TASKS AND EXERCISES —
a. In the hydro thread, how often does Mysterious say the 6 gallon reservoir needs refilling?
b. Count how many lines in the rows contain the string "woman", treating uppercase and lowercase as different. Reply with the number alone.

PASSAGE —
# help on hydro selection



## CHRONIC_COVERED_HASH (Jun 12, 2006)

Ok I am total in the dark on hydro systems.  I am thinking of giving it a try.  I am just stumbed on which system to buy.  I only want to grow 3-4 plants at a time.  something basic tell I learn more.  Any suggestions???


----------



## Stoney Bud (Jun 12, 2006)

CHRONIC_COVERED_HASH said:
			
		

> Ok I am total in the dark on hydro systems. I am thinking of giving it a try. I am just stumbed on which system to buy. I only want to grow 3-4 plants at a time. something basic tell I learn more. Any suggestions???


If you would like to build your own ebb and flow system, I'd be more than happy to help you.

It's really not that difficult.


----------



## CHRONIC_COVERED_HASH (Jun 12, 2006)

thanks stoney Bud, that would be awsome.


----------



## Biffdoggie (Jun 12, 2006)

Either that or there are some pretty cheap contained units that will do 5 or 6 plants, they are pretty easy to get going and maintain, making your own is always a good time though.


----------



## Stoney Bud (Jun 12, 2006)

Ok, lets go into the DIY area and build this thing. I'll put in the plans for a 4 unit hydroponic system and you can easily alter it to fit your needs.


----------



## CHRONIC_COVERED_HASH (Jun 12, 2006)

thanks stoney bud.


----------



## Stoney Bud (Jun 12, 2006)

Hey, no problem CCH. You'll love the way this thing works.


Good luck to you!


----------



## Mysterious (Jun 13, 2006)

Chronic,

    If you really want an easy hydro setup go with the Sunleaves garden of Ease rezervoir setup, 4-8-10 plant setups, i personally own the 4 plant site one and i couldnt be happier with it. 6 gallon reservopir refill every 2 days, flush every 2 and half weeks and just check the ph every couple days.  Its not hard at al man


----------



## Devilweed (Jun 14, 2006)

http://www.ezhydrokit.com/product_info.php?cPath=28_43&products_id=37
If you have the money I guess you can just buy one, but its a lot cheaper and fun to build your own.


----------

DATA FOR THIS EXERCISE —
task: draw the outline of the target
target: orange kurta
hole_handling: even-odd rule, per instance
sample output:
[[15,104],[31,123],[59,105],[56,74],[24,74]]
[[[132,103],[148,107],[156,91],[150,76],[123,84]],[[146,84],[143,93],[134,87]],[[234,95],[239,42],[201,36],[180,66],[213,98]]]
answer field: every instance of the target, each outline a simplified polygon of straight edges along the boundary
...
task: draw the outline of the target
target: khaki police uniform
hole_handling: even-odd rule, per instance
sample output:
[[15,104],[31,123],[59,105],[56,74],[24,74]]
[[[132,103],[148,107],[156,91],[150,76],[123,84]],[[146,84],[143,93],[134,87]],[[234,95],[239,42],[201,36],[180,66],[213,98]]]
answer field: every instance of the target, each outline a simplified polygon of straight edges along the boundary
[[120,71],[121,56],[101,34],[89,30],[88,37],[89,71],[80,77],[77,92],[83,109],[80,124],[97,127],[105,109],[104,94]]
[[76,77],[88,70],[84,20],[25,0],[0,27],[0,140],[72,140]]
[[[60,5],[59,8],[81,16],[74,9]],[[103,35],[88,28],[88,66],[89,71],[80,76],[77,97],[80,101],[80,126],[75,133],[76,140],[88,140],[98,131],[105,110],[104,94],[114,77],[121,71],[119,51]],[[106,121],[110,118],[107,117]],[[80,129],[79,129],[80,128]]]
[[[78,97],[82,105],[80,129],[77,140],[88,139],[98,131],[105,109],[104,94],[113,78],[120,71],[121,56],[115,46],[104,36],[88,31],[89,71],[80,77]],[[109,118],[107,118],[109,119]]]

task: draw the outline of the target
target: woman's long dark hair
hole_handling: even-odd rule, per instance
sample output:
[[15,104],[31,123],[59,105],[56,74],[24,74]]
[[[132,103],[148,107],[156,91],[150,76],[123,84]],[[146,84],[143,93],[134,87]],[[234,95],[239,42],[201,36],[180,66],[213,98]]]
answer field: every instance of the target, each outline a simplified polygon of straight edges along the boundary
* * *
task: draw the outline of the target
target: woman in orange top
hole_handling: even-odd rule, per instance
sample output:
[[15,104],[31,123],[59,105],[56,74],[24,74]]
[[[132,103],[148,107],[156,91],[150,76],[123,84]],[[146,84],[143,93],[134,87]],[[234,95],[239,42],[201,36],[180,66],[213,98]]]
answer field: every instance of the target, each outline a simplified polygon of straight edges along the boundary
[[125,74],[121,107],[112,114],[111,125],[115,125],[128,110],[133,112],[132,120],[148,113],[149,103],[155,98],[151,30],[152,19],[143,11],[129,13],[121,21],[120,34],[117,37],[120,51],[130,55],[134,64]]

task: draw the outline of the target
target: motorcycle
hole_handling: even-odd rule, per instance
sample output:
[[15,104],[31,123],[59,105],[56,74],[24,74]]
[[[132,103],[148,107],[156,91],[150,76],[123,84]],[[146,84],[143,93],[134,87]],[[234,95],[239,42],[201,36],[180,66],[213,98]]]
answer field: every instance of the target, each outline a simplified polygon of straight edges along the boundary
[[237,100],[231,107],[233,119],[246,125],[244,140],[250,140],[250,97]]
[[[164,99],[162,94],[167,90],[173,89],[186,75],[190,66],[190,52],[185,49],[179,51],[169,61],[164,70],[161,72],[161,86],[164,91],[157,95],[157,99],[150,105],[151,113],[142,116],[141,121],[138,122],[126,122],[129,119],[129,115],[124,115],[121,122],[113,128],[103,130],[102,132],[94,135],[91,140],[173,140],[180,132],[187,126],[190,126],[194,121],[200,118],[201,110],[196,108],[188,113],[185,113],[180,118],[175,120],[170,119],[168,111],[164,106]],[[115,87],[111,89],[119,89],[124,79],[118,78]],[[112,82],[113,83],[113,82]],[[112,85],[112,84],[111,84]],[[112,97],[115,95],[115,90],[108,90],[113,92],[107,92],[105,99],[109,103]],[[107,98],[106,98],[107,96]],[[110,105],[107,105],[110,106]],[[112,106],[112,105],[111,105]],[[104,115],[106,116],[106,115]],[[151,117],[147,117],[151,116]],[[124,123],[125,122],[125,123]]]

SOLUTIONS TO EACH TASK —
a. Every 2 days.

b. 2